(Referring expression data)
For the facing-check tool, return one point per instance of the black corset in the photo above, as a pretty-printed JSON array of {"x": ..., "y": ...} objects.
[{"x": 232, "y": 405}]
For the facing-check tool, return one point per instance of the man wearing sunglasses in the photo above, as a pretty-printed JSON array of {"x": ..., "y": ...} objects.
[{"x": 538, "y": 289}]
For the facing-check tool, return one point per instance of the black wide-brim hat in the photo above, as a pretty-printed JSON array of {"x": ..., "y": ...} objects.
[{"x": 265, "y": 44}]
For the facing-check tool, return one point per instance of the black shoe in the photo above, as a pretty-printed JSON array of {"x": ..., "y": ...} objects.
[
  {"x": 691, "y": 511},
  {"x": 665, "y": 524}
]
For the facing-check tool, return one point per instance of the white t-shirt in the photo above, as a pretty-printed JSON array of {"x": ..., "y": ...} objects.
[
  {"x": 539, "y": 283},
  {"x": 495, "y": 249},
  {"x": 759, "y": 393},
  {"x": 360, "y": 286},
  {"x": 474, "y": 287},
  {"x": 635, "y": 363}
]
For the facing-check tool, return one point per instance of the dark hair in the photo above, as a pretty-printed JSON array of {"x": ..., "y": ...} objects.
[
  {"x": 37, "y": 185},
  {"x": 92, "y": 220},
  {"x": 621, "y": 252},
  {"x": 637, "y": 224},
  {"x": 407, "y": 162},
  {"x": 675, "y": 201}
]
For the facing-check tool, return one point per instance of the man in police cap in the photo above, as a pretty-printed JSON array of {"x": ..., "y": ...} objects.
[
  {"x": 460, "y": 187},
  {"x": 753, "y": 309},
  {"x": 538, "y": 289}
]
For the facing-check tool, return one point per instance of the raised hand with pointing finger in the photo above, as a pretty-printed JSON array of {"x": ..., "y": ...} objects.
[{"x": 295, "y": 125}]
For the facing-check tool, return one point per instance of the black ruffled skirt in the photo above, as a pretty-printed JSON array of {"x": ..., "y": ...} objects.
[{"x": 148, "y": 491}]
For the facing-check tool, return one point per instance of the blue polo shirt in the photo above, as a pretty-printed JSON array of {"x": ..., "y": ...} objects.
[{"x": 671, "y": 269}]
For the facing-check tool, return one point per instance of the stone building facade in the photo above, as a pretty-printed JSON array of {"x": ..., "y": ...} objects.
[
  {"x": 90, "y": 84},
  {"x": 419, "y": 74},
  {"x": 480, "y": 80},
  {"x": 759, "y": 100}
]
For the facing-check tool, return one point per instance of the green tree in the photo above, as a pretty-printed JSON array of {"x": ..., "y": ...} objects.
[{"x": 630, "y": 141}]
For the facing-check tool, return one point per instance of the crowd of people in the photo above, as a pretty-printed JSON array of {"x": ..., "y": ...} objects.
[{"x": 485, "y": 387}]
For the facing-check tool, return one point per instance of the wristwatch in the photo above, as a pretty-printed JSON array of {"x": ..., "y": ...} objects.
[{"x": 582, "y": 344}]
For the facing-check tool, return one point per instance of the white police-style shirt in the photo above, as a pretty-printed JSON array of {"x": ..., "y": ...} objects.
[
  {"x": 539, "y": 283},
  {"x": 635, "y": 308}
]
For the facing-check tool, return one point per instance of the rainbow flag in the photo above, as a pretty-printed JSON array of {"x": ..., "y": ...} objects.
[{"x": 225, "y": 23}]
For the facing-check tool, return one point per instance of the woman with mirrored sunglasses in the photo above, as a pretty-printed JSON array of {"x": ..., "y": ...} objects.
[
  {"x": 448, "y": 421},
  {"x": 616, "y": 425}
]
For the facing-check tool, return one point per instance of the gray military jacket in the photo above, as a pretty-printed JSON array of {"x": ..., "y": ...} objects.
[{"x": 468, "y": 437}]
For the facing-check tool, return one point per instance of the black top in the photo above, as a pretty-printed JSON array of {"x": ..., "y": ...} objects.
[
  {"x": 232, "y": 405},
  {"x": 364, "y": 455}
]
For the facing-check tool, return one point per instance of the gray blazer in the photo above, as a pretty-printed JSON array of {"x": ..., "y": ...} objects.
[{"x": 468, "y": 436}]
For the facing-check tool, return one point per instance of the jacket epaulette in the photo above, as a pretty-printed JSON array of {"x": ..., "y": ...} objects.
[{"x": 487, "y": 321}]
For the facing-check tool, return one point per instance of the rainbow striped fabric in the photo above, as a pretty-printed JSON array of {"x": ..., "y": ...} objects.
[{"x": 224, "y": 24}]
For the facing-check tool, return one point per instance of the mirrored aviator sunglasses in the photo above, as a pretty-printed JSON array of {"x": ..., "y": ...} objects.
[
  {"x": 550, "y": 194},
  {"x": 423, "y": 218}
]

Exercise objective -
The answer must be the lines from the one containing "the rainbow striped" through the last line of the records, written out exactly; please include nothing more.

Result below -
For the facing-check tool, return one point per instance of the rainbow striped fabric in the photo above, as a pretty-printed JSON array of {"x": ..., "y": ...} objects.
[{"x": 224, "y": 24}]
For the facing-check tool, return one point per instance of the mirrored aviator sunglasses in the photo above, as a pretty-printed JSON array of {"x": ..., "y": ...} objects.
[
  {"x": 550, "y": 194},
  {"x": 423, "y": 218}
]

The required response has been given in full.